| WHAT TO WORK ON |
**A)** Please return, word for word, the section of the passage on the word cult that begins at the words "The word cult" and stops after the words "mainstream couldn’t co-opt.".
**B)** In the passage on the word cult, what Latin word is given as the root of "cult," and what meanings are listed for it?

| PASSAGE |
I have always said this – I am not telling you WHAT to THINK. I just want YOU to THINK. Don’t let others think for you. You are not alone -Call or text the Suicide & Crisis Lifeline at 988

The word cult didn’t start off as something sinister. Its root comes from the Latin cultus, meaning “worship,” “cultivation,” or “care.” In ancient Rome, it was used to describe religious practice—the rituals and devotion associated with a particular deity. There was no negative connotation; it simply described one’s spiritual alignment or sacred observance. Over time, however, as dominant religious institutions competed for control over the hearts and minds of the masses, cult gradually took on a darker hue. It came to be used as a pejorative by dominant belief systems to delegitimize minority groups, spiritual outliers, and those practicing what the mainstream couldn’t co-opt.

By the 20th century, especially in post-WWII America, cult became a fear trigger—a word loaded with danger, moral panic, and psychological instability. But this wasn’t accidental. Just like the term conspiracy theorist—which was weaponized by the CIA in a 1967 dispatch to silence critics of the Warren Commission—cult was deliberately rebranded to discredit any group or movement that stepped outside of state-sanctioned ideological boundaries. It became a thought-stopper. A tool of containment. If you questioned organized religion but found meaning in spiritual community? Cult. If you rejected corporate psychology and found growth in unlicensed healing circles? Cult. The word did the job: it painted the thinker as dangerous and their followers as brainwashed. After all, it is a cult state.

| THE DATA |
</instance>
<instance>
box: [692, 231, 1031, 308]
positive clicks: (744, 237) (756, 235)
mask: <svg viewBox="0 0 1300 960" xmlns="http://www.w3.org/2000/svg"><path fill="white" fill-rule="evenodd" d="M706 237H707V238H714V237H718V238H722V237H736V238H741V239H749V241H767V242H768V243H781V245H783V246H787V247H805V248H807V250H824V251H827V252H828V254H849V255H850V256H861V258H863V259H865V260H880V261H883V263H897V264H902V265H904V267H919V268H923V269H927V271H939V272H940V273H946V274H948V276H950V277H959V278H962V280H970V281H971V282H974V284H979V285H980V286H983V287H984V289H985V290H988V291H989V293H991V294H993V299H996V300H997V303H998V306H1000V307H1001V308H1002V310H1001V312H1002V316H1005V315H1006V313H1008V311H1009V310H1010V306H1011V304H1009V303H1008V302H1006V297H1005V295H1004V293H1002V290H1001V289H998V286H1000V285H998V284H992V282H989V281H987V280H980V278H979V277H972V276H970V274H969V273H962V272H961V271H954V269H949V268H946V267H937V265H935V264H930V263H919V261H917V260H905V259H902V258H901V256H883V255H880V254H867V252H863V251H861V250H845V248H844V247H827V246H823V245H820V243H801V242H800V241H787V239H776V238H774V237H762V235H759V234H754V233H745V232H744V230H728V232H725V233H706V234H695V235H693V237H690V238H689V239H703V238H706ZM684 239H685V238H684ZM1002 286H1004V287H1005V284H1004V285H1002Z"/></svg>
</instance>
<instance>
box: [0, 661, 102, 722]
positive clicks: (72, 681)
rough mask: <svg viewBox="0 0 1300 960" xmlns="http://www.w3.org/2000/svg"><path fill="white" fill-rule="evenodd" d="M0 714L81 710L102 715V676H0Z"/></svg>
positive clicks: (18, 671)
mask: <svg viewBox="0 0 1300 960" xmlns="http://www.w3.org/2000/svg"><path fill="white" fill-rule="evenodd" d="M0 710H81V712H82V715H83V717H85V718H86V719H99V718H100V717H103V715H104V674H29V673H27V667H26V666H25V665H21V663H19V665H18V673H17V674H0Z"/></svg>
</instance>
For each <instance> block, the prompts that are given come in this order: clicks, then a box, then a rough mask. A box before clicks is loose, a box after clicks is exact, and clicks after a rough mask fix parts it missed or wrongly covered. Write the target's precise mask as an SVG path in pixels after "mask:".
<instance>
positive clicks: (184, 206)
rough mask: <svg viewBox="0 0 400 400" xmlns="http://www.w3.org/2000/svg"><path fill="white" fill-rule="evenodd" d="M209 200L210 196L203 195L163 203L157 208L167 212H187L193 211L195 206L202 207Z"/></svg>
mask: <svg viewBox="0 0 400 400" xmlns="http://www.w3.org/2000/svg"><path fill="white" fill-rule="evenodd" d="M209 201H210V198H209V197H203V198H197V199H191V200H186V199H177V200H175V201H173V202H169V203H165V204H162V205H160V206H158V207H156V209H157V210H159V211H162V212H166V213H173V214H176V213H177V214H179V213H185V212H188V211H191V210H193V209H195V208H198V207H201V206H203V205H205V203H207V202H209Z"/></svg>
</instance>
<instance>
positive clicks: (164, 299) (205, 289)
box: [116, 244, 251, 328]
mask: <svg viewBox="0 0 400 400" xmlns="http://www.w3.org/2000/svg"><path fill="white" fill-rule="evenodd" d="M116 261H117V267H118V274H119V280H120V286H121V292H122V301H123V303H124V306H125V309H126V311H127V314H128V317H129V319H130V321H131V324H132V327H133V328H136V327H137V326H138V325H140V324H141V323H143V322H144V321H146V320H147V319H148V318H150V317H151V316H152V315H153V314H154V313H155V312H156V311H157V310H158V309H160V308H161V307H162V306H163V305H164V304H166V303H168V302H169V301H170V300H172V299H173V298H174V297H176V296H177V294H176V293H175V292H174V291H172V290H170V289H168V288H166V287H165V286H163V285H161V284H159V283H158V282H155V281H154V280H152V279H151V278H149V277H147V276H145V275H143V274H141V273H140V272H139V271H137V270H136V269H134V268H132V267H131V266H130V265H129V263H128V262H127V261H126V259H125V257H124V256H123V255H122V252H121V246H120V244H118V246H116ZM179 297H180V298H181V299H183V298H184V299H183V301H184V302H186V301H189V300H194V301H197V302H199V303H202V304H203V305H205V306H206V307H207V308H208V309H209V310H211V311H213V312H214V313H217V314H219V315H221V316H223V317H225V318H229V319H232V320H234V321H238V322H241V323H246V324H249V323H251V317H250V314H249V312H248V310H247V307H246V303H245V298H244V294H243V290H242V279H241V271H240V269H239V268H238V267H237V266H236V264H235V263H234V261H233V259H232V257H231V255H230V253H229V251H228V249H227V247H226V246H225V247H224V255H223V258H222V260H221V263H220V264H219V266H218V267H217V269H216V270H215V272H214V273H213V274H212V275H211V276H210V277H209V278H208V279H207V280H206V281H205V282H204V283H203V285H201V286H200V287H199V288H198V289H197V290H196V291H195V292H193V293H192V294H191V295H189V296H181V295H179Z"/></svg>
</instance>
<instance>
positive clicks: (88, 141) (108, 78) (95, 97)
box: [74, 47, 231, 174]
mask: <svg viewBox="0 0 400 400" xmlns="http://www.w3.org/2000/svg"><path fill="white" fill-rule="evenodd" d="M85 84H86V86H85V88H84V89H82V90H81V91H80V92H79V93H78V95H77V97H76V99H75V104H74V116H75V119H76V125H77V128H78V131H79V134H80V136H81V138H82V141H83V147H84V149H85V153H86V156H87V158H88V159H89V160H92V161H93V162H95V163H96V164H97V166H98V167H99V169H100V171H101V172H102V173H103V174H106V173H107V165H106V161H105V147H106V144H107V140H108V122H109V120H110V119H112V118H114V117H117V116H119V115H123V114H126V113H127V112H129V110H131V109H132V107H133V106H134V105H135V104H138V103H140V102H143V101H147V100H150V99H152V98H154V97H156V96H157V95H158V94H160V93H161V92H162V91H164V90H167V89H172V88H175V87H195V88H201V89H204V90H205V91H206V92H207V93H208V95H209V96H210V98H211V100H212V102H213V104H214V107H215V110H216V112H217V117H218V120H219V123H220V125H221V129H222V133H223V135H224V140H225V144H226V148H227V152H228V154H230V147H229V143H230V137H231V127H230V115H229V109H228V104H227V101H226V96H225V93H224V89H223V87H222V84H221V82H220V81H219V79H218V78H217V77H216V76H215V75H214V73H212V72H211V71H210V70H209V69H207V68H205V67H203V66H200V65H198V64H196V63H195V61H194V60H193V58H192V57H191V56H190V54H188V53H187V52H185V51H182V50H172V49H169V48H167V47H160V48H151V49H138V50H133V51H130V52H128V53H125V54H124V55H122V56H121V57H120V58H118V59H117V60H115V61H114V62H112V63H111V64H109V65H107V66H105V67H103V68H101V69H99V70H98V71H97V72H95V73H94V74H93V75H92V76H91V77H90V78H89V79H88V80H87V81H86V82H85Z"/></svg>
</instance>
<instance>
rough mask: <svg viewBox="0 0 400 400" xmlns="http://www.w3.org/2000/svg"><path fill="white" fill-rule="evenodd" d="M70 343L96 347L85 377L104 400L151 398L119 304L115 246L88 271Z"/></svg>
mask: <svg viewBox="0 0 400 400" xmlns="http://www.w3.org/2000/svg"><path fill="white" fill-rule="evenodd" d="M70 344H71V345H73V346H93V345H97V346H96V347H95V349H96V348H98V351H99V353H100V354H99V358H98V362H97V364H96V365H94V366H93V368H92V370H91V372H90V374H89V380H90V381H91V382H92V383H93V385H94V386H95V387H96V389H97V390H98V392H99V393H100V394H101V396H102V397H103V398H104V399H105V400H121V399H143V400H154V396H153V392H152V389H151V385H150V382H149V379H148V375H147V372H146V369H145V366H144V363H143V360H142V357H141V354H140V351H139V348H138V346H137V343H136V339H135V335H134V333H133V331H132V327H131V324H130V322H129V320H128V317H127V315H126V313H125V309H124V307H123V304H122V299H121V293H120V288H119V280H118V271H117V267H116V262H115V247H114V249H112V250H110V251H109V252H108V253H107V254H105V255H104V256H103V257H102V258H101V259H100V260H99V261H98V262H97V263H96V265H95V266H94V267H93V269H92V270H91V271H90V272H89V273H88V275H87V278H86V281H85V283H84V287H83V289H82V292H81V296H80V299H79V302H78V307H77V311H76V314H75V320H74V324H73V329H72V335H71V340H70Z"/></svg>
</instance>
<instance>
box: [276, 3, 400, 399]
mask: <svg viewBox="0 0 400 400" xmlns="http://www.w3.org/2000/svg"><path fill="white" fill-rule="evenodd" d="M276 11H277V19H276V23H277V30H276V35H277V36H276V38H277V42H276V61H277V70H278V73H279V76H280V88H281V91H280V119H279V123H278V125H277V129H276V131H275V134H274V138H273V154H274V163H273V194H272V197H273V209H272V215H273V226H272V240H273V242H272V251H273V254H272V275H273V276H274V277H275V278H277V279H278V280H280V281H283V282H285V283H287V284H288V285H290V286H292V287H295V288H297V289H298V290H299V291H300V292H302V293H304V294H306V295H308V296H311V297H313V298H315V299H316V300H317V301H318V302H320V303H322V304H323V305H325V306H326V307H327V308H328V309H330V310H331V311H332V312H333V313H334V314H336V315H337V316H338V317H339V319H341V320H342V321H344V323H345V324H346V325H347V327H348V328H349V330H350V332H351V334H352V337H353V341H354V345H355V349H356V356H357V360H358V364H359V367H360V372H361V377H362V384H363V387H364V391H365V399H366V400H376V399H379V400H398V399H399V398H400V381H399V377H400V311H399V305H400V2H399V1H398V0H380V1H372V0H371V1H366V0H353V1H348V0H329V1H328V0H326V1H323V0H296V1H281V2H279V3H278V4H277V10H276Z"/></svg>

| ANSWERS GIVEN |
**A)**
The word cult didn’t start off as something sinister. Its root comes from the Latin cultus, meaning “worship,” “cultivation,” or “care.” In ancient Rome, it was used to describe religious practice—the rituals and devotion associated with a particular deity. There was no negative connotation; it simply described one’s spiritual alignment or sacred observance. Over time, however, as dominant religious institutions competed for control over the hearts and minds of the masses, cult gradually took on a darker hue. It came to be used as a pejorative by dominant belief systems to delegitimize minority groups, spiritual outliers, and those practicing what the mainstream couldn’t co-opt.

**B)** The root is the Latin cultus, meaning "worship," "cultivation," or "care."